_Stated task_: Repeat all of the entries below word for word, leaving out the pictures.

_Source data_:
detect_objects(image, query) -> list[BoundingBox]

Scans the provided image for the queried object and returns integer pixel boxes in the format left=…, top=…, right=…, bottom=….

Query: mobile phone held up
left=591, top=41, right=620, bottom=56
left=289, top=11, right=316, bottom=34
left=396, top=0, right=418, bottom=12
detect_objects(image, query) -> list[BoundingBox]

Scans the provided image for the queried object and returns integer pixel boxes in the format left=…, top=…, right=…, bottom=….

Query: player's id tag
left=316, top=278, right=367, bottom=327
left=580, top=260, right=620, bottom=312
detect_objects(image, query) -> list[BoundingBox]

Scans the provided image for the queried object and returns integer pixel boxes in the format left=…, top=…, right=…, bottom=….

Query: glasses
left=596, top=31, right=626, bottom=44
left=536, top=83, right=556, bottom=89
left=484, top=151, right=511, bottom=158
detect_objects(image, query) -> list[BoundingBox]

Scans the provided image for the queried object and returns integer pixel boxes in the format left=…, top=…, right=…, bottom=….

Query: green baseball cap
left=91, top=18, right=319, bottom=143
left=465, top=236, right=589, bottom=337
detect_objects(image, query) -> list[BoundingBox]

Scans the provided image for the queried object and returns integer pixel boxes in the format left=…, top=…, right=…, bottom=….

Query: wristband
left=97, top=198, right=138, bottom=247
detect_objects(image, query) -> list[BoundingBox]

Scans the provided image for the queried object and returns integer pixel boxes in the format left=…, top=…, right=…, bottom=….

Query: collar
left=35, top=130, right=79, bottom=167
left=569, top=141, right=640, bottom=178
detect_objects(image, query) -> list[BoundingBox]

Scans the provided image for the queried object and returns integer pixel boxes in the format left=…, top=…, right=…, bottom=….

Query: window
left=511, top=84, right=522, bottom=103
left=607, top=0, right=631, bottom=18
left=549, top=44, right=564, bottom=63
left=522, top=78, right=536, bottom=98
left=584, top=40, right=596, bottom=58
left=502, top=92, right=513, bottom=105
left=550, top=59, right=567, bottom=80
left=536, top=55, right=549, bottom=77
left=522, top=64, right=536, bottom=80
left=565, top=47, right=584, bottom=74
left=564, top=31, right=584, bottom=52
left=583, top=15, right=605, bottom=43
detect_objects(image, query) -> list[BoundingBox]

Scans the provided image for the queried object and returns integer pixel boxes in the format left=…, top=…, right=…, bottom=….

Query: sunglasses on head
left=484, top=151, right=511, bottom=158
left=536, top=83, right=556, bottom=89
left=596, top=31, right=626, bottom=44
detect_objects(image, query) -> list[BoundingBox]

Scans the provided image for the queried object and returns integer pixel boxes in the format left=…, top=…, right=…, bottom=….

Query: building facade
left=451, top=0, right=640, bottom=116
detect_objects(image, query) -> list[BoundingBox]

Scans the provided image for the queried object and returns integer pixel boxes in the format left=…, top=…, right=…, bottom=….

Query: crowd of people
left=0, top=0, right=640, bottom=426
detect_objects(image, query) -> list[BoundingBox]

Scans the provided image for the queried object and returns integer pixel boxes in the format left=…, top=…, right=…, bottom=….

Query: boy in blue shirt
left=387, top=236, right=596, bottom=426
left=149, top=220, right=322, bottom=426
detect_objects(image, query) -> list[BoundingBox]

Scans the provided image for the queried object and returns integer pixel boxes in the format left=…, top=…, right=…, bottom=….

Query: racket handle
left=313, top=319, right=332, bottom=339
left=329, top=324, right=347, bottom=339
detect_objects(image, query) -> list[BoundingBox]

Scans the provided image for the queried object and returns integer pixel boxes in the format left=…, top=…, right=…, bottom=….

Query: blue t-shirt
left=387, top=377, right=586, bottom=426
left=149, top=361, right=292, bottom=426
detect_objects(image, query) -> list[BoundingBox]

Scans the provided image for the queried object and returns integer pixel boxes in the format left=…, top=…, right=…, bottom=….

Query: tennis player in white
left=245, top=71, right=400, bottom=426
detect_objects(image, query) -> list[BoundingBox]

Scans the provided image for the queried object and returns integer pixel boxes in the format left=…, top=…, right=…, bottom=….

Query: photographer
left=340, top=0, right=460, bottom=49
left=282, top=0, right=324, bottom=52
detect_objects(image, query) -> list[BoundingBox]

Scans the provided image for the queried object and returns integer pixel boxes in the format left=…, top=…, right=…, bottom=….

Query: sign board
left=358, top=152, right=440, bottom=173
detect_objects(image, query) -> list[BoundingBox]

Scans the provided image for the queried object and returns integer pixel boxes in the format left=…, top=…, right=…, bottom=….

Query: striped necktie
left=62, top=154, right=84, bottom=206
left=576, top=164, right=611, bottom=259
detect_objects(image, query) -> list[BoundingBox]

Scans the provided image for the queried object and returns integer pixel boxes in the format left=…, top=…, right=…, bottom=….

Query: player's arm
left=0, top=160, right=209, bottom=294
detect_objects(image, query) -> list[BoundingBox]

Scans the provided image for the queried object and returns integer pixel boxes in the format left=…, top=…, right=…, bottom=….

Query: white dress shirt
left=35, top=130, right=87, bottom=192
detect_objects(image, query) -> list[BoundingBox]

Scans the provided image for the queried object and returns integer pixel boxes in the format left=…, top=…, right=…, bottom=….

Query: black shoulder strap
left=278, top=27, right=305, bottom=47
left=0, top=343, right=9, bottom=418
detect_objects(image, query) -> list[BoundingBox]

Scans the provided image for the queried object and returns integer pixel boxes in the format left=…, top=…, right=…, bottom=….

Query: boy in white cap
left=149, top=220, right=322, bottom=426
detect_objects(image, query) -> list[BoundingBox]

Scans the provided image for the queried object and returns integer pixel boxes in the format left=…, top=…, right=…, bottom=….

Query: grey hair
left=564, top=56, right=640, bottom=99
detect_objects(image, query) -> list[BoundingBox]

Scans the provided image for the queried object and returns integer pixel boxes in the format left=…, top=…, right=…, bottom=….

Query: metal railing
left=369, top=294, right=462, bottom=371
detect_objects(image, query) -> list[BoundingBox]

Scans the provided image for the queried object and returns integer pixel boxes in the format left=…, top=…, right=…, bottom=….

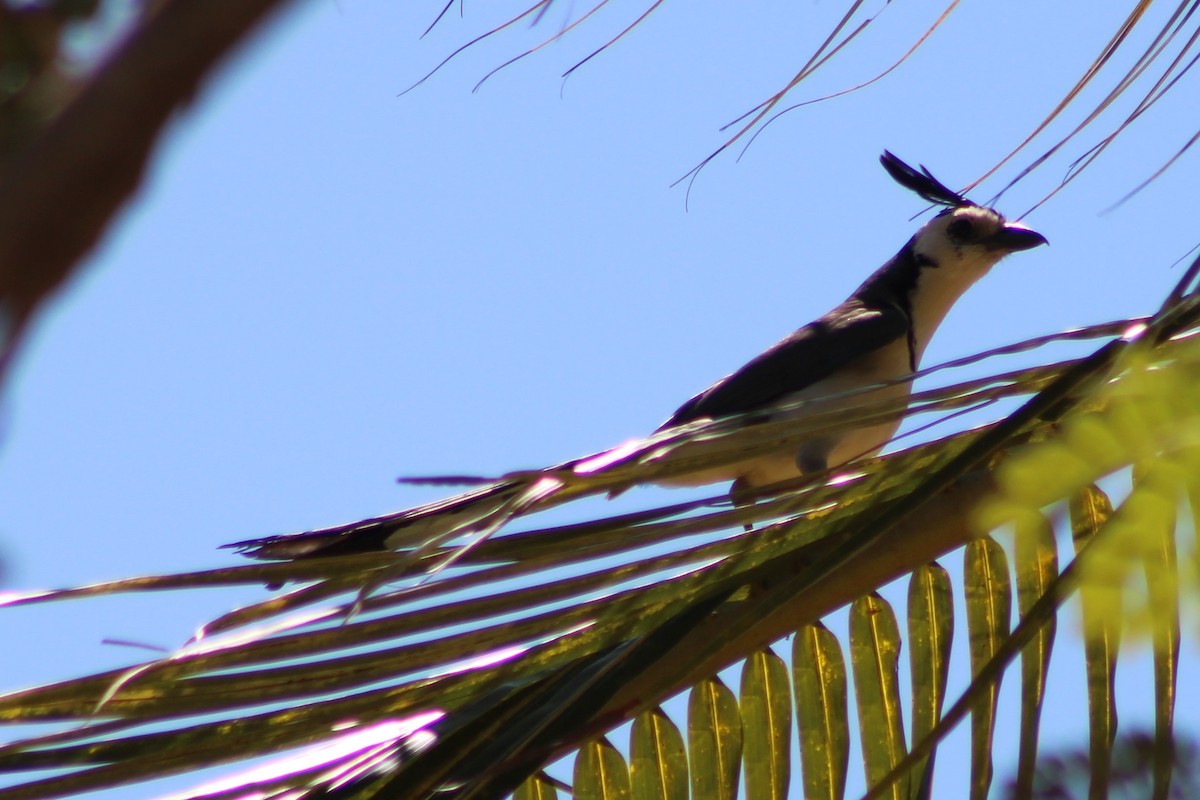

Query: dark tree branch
left=0, top=0, right=298, bottom=369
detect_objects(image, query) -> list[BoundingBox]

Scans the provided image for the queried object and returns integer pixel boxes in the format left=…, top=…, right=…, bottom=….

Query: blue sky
left=0, top=0, right=1200, bottom=796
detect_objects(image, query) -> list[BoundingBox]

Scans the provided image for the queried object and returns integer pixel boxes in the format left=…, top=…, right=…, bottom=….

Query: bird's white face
left=910, top=205, right=1045, bottom=359
left=916, top=205, right=1024, bottom=279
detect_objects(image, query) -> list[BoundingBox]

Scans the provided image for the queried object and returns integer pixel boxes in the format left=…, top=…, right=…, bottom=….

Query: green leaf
left=629, top=709, right=688, bottom=800
left=1070, top=486, right=1121, bottom=798
left=792, top=622, right=850, bottom=800
left=572, top=736, right=632, bottom=800
left=1015, top=515, right=1058, bottom=796
left=740, top=648, right=792, bottom=800
left=688, top=678, right=742, bottom=800
left=962, top=537, right=1013, bottom=800
left=850, top=594, right=912, bottom=800
left=908, top=564, right=954, bottom=798
left=1134, top=461, right=1180, bottom=800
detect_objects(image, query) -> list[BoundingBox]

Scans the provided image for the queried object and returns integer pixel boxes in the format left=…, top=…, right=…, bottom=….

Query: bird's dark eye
left=946, top=219, right=974, bottom=241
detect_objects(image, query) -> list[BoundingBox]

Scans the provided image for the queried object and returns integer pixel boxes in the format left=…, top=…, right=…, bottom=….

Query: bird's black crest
left=880, top=150, right=974, bottom=207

_Full response_:
detect_objects(image, query) -> list[BoundingBox]

Scans the provided image for the queried object and returns integer pixel boxes in the format left=…, top=…, right=…, bottom=….

Query: mobile phone held up
left=591, top=41, right=620, bottom=56
left=289, top=11, right=316, bottom=34
left=396, top=0, right=418, bottom=12
detect_objects(image, query) -> list[BoundingBox]

Scans the provided image for the queried object and returns integer pixel boxes in the format left=…, top=…, right=…, bottom=….

Query: player's id tag
left=316, top=278, right=367, bottom=327
left=580, top=260, right=620, bottom=312
detect_objects(image, query) -> list[BoundingBox]

Scans the provided image for the queried object and returns integer pixel boxes in the format left=…, top=…, right=…, bottom=….

Query: glasses
left=596, top=31, right=626, bottom=44
left=536, top=83, right=556, bottom=89
left=484, top=151, right=511, bottom=158
detect_objects(image, query) -> list[BoundingBox]

Scans the provided image for the queried object and returns integer pixel boxes in the format left=…, top=…, right=…, bottom=….

Query: green baseball cap
left=91, top=18, right=319, bottom=143
left=465, top=236, right=589, bottom=337
detect_objects(image, query) -> list[BoundingBox]

Scans the provided image for the queried object and returns integer pixel boxes in the format left=…, top=…, right=…, bottom=….

Query: wristband
left=97, top=198, right=138, bottom=247
detect_objects(image, query) -> list[BoundingBox]

Scans the provided image for the queried object and returns integer pixel boxes in the format left=…, top=…, right=…, bottom=….

Query: collar
left=35, top=130, right=79, bottom=167
left=569, top=141, right=640, bottom=178
detect_objects(image, query) -> list[BoundingBox]

Scans the provided image for the queried object and returns integer pixel boxes in the format left=…, top=…, right=…, bottom=….

Query: window
left=511, top=84, right=522, bottom=103
left=607, top=0, right=631, bottom=18
left=549, top=44, right=564, bottom=63
left=522, top=78, right=536, bottom=98
left=584, top=40, right=596, bottom=58
left=502, top=92, right=513, bottom=105
left=550, top=59, right=567, bottom=80
left=536, top=55, right=549, bottom=77
left=522, top=64, right=536, bottom=80
left=565, top=47, right=584, bottom=74
left=564, top=31, right=584, bottom=52
left=583, top=15, right=605, bottom=43
detect_objects(image, query) -> list[BoundingBox]

Scans the provided image for the queried object and returns integer pixel boxes in the format left=…, top=…, right=…, bottom=….

Query: sunglasses on head
left=484, top=151, right=511, bottom=158
left=536, top=83, right=556, bottom=89
left=596, top=31, right=626, bottom=44
detect_objects(image, query) -> list[BoundingBox]

Scans the provided image for the queried object and returns integer pixel boxes in the format left=…, top=…, right=…, bottom=….

Query: building facade
left=451, top=0, right=640, bottom=116
detect_objects(image, query) -> list[BoundingBox]

Scans the provided image for the queried object and returns integer pixel boxes in the format left=…, top=…, right=…, bottom=….

Query: crowd of people
left=0, top=0, right=640, bottom=426
detect_objects(image, query) -> list[BoundingBox]

Scans the provided image for the queried object and returns integer pixel boxes in the format left=…, top=…, right=…, bottom=….

Query: boy in blue shirt
left=387, top=236, right=596, bottom=426
left=149, top=220, right=322, bottom=426
detect_objects(image, query) -> list[BoundingBox]

Scans the provided image for the queried object and returns integer pixel boxes in the format left=…, top=…, right=…, bottom=….

Query: racket handle
left=313, top=319, right=332, bottom=339
left=329, top=324, right=347, bottom=339
detect_objects(image, query) -> list[BoundingBox]

Scans the provided image for the queried object and returns integer pixel boxes in the format left=…, top=…, right=…, bottom=….

Query: blue t-shirt
left=387, top=377, right=586, bottom=426
left=149, top=361, right=292, bottom=426
detect_objects(image, query) -> list[BoundingBox]

Scans the provided image for the queried object and returns integer pixel boxes in the format left=…, top=…, right=…, bottom=….

Query: tennis player in white
left=245, top=71, right=400, bottom=426
detect_objects(image, query) -> list[BoundingBox]

Scans the provided image for the queried object and returns integer pixel boxes in the format left=…, top=…, right=…, bottom=….

Query: photographer
left=340, top=0, right=460, bottom=49
left=282, top=0, right=324, bottom=52
detect_objects(image, query) -> list[BoundingBox]

Scans the provided image for the queried object and returns integer pixel boxes in the format left=…, top=…, right=…, bottom=….

Query: sign board
left=358, top=152, right=440, bottom=173
detect_objects(image, query) -> list[BoundingBox]

Scans the provided image for the queried object and returns integer pixel boxes in the format left=…, top=…, right=…, bottom=….

Query: striped necktie
left=62, top=154, right=84, bottom=206
left=576, top=164, right=611, bottom=259
detect_objects(image, query) -> list[BoundingBox]

Scans the provided image for the queried object and returns integer pixel boxes in the format left=…, top=…, right=…, bottom=….

Query: player's arm
left=0, top=160, right=209, bottom=294
detect_objects(image, query) -> list[BoundingBox]

Scans the provided image for the queried object and returns integer pixel boxes in the format left=…, top=…, right=…, bottom=….

Query: white dress shirt
left=35, top=130, right=87, bottom=192
detect_objects(image, query) -> list[BoundingBox]

Scans the provided image for the queried object and returns integer pixel boxes in the format left=…, top=…, right=…, bottom=….

Query: black shoulder strap
left=278, top=27, right=305, bottom=47
left=0, top=343, right=9, bottom=418
detect_objects(image, query) -> list[BoundingBox]

Scans the provided image for the queried object and returns integer pixel boxes in the format left=…, top=…, right=…, bottom=….

Query: boy in white cap
left=149, top=220, right=322, bottom=426
detect_objects(image, query) -> list[BoundingBox]

Scans the provided image for the queried object and returns integer pixel boxes in the format left=…, top=…, right=…, bottom=….

Query: grey hair
left=564, top=56, right=640, bottom=99
detect_objects(image, query) -> list[BoundingBox]

Scans the provided image for the queried object and returns integer pixel boxes in the format left=…, top=…, right=…, bottom=….

Query: metal railing
left=369, top=294, right=462, bottom=371
detect_objects(image, query) -> list[BoundingBox]

Scans the provided image for the queried object and returns integer pixel boxes in the format left=…, top=…, right=…, bottom=….


Query: dark tree branch
left=0, top=0, right=298, bottom=369
detect_objects(image, query) -> list[BoundingBox]

Scans the provided image for the queried object and returns integer pixel boxes in the format left=…, top=…, right=…, bottom=….

Query: blue sky
left=0, top=0, right=1200, bottom=796
detect_objects(image, query) -> list[BoundingBox]

Scans the provided image for the queried object and returns integer pixel boxes in the format left=…, top=…, right=…, bottom=….

Query: bird's white face
left=910, top=205, right=1045, bottom=359
left=916, top=205, right=1024, bottom=279
detect_objects(image, query) -> list[BoundingBox]

Scans the provided image for the queried object and returns integer pixel boxes in the format left=…, top=…, right=…, bottom=….

Query: green leaf
left=629, top=709, right=688, bottom=800
left=1070, top=486, right=1121, bottom=798
left=792, top=622, right=850, bottom=800
left=572, top=736, right=632, bottom=800
left=1015, top=515, right=1058, bottom=796
left=740, top=648, right=792, bottom=800
left=688, top=678, right=742, bottom=800
left=962, top=537, right=1013, bottom=800
left=850, top=594, right=912, bottom=800
left=908, top=564, right=954, bottom=798
left=1134, top=461, right=1180, bottom=800
detect_objects(image, query) -> list[BoundingBox]

Scans the provided image for the queried object and returns integer pixel boxes in the format left=…, top=…, right=…, bottom=….

Query: bird's dark eye
left=946, top=219, right=974, bottom=241
detect_objects(image, query) -> list[BoundingBox]

Scans the provided image for the queried object and returns integer pixel boxes in the format left=…, top=…, right=…, bottom=….

Query: bird's black crest
left=880, top=150, right=974, bottom=207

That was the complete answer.